### WHAT IS BEING ASKED:
Count the lines in the listing below that contain the word "metal", treating uppercase and lowercase letters as different, and give only the number.
+++ GIVEN DATA +++
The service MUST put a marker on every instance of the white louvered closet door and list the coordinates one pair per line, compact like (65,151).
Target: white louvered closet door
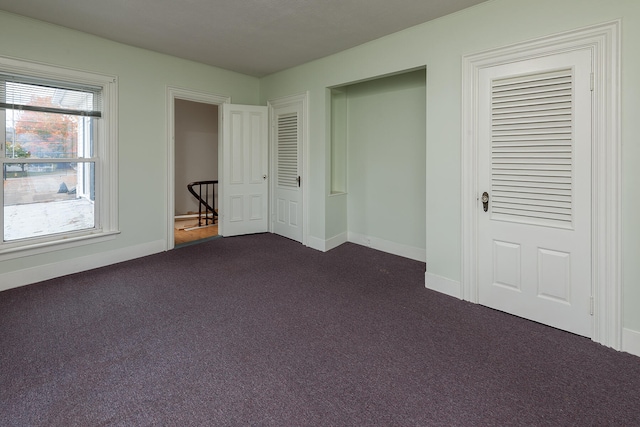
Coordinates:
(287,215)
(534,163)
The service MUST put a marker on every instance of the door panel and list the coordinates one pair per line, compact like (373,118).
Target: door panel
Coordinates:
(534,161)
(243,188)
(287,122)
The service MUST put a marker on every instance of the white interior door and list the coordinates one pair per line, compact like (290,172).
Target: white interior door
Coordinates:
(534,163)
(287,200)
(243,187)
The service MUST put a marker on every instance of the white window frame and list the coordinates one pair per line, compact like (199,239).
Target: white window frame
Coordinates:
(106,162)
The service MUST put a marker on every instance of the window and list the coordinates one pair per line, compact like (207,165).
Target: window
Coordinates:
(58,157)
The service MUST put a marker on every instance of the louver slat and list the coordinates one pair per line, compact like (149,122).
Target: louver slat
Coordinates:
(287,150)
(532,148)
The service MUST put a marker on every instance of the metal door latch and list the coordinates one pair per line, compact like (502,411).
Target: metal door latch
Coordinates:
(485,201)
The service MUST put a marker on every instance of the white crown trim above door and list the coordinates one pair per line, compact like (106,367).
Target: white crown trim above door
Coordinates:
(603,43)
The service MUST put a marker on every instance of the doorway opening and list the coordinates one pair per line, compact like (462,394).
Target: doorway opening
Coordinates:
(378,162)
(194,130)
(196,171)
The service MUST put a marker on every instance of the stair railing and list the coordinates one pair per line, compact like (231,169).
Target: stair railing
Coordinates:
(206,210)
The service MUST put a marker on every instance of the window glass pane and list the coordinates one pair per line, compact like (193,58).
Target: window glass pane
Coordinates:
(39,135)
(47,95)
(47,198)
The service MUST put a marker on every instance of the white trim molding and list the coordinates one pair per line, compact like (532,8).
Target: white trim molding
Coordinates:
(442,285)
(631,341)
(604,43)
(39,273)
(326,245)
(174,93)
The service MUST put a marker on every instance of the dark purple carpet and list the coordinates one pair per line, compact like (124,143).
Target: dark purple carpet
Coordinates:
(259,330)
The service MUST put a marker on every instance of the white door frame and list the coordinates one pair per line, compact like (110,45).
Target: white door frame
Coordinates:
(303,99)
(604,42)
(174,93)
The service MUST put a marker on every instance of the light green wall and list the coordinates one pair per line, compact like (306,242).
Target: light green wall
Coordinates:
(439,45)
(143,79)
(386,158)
+++
+++ GIVEN DATA +++
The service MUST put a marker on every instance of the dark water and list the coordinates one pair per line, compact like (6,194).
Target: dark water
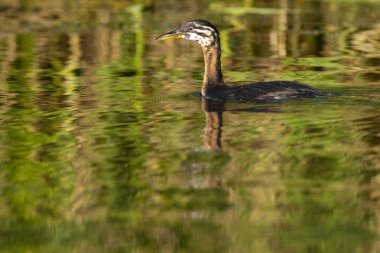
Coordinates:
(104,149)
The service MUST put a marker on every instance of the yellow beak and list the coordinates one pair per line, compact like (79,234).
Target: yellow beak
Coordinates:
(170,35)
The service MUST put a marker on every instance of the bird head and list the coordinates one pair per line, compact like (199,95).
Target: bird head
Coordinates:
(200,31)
+++
### TASK OUTPUT:
2